- **PROMPT**: Rewrite every row below in full, request lines included, and offset each x and y coordinate in the answers by adding 71.

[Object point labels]
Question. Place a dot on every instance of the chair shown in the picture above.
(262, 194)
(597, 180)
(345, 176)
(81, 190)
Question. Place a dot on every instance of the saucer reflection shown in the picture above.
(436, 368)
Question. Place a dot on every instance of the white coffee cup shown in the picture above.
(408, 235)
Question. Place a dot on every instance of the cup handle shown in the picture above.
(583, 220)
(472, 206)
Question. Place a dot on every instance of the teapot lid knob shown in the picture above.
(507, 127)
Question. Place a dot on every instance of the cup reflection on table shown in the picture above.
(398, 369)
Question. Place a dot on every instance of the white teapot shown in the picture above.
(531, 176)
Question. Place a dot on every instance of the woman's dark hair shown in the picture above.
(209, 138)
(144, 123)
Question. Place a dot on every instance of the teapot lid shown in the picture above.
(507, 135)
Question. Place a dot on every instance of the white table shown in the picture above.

- **EXERCISE ANSWER**:
Question. Place a dot on every instance of the chair shown in the picture above.
(333, 265)
(668, 251)
(416, 247)
(152, 261)
Question. Place a dot on every instance of the saucer reflection shown in the picture above.
(507, 439)
Question. Place a dot on every instance of the white coffee cup shown in the picture above.
(479, 306)
Question. Place a dot on every instance of the cup handle shown in the picture above.
(654, 291)
(543, 277)
Question. Place a dot on every instance of the teapot lid knob shown in the picture above.
(578, 198)
Question. Place a dot on every instance of the cup reflection on table shown in the picture above.
(469, 440)
Question. Place a dot on every instance of the white teapot shown in the picture above.
(602, 247)
Question. Place a dot on every instance of the woman's dark hair shown in the picture above.
(280, 209)
(215, 194)
Question. Place a dot on every instance of the teapot lid shown in the picture above.
(578, 206)
Question. Place a dot on every instance of the white table shown in the picture above.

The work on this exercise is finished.